## What you should do
Only the lines from the one that contains "If any boat hull" through the last line of the records should appear, each printed exactly as it is.
---+---
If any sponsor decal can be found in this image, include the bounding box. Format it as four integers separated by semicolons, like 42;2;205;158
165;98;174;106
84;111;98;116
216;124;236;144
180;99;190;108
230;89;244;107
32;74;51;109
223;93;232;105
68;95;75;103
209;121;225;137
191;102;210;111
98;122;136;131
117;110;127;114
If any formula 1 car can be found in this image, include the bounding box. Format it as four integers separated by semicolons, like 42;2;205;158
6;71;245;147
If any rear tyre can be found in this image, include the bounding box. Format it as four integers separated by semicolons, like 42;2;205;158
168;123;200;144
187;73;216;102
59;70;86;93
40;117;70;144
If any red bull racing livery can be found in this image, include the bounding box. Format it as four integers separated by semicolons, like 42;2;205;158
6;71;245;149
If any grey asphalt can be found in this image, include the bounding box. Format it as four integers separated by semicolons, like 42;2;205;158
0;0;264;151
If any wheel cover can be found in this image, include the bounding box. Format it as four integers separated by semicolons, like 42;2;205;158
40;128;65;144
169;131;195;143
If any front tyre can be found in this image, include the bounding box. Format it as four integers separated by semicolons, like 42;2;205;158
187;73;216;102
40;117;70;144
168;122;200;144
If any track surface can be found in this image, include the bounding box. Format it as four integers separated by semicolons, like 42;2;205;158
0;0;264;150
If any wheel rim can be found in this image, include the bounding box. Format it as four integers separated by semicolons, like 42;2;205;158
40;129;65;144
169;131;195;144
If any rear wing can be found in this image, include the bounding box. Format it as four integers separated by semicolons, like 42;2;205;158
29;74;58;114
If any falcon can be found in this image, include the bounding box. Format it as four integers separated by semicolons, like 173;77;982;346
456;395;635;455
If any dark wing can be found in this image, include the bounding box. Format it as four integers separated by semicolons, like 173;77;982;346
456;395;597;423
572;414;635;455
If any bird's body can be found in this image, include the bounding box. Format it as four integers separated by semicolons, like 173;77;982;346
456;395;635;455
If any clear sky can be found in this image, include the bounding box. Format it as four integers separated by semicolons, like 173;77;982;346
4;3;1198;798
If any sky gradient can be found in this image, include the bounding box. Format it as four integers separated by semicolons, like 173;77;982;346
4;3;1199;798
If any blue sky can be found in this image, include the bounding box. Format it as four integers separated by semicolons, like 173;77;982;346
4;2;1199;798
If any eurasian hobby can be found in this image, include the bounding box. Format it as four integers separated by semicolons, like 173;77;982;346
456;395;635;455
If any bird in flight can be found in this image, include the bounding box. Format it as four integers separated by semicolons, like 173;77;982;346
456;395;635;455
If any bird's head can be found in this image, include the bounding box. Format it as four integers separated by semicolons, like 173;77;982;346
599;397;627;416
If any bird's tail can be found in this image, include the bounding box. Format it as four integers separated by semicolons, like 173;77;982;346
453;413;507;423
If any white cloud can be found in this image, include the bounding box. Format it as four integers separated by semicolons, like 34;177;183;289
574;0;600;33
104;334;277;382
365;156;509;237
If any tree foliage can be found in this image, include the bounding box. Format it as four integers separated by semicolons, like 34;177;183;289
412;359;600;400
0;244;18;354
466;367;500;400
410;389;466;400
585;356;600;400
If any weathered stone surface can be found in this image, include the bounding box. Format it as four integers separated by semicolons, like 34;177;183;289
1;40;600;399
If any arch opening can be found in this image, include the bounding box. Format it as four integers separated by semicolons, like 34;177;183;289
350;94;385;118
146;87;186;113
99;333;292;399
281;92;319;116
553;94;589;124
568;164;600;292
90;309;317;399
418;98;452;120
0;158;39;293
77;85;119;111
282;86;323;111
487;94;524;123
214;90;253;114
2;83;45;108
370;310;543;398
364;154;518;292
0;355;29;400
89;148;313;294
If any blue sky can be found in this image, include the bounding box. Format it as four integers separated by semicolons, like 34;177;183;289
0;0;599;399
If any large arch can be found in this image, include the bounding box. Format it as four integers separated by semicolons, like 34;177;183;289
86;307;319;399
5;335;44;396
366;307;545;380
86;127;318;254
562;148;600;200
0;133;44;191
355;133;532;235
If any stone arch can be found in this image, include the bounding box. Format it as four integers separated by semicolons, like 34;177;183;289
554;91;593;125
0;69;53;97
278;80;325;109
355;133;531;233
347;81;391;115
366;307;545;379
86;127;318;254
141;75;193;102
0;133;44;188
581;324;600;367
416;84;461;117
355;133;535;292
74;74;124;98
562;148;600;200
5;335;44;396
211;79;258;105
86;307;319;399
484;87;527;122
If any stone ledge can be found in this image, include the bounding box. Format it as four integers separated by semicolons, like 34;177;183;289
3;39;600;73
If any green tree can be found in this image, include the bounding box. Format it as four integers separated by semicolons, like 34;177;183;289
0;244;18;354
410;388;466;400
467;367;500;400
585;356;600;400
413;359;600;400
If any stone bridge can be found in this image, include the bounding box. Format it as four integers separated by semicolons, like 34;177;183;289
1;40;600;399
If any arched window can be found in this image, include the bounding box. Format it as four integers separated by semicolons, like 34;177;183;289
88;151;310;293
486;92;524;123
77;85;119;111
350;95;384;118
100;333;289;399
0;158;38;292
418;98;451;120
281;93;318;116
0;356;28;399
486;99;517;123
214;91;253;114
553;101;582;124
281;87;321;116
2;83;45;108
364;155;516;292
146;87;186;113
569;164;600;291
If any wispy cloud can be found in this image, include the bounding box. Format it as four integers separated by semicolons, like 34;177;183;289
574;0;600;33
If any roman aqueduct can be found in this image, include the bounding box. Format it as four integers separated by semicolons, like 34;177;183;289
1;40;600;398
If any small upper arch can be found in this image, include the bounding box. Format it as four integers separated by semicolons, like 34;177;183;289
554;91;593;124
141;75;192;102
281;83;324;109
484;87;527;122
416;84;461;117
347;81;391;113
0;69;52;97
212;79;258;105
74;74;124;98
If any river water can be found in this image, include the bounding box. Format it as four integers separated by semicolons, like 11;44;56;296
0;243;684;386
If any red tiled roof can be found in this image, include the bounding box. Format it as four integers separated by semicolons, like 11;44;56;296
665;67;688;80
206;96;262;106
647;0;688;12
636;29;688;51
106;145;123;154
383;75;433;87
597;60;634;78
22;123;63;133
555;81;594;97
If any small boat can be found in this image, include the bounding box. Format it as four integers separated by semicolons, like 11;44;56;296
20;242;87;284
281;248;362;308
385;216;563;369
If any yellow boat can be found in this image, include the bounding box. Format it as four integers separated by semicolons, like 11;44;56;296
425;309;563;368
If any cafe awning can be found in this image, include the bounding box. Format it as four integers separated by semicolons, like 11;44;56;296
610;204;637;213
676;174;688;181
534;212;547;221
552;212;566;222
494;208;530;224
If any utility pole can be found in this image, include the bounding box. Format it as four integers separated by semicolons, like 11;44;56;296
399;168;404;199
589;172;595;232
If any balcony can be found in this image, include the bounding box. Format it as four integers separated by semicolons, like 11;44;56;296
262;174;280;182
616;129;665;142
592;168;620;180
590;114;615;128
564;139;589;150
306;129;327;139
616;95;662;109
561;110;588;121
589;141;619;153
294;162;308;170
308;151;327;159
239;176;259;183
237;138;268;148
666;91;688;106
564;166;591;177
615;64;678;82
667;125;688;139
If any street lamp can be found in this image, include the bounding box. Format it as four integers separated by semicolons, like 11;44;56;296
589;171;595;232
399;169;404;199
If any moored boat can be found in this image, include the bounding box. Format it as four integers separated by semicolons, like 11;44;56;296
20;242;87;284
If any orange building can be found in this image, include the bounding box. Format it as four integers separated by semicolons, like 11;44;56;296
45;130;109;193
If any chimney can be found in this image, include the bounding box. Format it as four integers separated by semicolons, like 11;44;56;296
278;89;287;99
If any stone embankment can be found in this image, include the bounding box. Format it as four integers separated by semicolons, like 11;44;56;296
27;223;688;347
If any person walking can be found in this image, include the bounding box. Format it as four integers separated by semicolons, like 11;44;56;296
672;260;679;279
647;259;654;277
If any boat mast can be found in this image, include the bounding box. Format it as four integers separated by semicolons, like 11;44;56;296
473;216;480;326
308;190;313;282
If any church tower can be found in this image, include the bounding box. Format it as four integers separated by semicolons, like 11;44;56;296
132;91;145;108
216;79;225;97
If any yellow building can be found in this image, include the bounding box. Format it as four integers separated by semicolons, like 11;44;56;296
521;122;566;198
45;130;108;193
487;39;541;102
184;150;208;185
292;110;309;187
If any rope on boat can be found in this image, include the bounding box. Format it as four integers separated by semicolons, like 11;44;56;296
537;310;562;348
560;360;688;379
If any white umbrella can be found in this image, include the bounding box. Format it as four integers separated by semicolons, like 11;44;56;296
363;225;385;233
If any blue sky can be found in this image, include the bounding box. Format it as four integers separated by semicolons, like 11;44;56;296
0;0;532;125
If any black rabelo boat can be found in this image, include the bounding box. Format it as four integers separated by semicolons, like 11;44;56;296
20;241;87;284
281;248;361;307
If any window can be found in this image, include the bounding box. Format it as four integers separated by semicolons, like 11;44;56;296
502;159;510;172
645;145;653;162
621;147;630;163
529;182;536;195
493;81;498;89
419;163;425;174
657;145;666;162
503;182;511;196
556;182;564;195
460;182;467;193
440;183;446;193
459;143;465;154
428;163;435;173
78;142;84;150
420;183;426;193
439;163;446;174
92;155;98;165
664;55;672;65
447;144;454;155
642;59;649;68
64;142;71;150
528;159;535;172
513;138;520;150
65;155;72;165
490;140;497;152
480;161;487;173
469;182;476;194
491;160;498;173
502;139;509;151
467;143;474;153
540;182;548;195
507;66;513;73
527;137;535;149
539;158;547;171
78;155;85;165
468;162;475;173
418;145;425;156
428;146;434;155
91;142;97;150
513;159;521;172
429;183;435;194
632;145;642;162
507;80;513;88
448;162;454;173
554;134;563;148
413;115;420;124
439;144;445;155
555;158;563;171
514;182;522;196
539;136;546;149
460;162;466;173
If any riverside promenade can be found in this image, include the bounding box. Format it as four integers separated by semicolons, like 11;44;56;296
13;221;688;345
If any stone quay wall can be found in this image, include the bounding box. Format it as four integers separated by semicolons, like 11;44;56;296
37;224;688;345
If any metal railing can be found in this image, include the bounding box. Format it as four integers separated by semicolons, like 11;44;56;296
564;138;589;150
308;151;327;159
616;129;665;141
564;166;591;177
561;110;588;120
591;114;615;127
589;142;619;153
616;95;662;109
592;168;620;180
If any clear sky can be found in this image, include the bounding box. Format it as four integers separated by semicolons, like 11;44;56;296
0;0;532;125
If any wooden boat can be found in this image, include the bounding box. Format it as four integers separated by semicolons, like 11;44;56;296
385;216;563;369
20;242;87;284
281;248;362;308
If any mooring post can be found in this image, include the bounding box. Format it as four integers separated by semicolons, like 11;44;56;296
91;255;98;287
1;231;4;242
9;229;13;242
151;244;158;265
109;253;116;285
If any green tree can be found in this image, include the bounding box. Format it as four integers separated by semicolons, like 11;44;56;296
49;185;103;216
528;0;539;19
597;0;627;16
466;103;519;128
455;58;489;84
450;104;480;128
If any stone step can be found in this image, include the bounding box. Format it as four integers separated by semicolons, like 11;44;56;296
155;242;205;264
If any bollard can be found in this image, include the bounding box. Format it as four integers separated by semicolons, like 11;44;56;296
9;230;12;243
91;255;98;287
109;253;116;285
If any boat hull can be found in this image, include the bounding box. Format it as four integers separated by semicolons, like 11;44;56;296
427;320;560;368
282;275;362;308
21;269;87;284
---+---
## Result of this task
If any boat hull can be found in this image, include the bounding box. Format it as four integers separated by semicolons, like 11;44;56;296
427;320;560;368
282;275;362;308
21;269;87;284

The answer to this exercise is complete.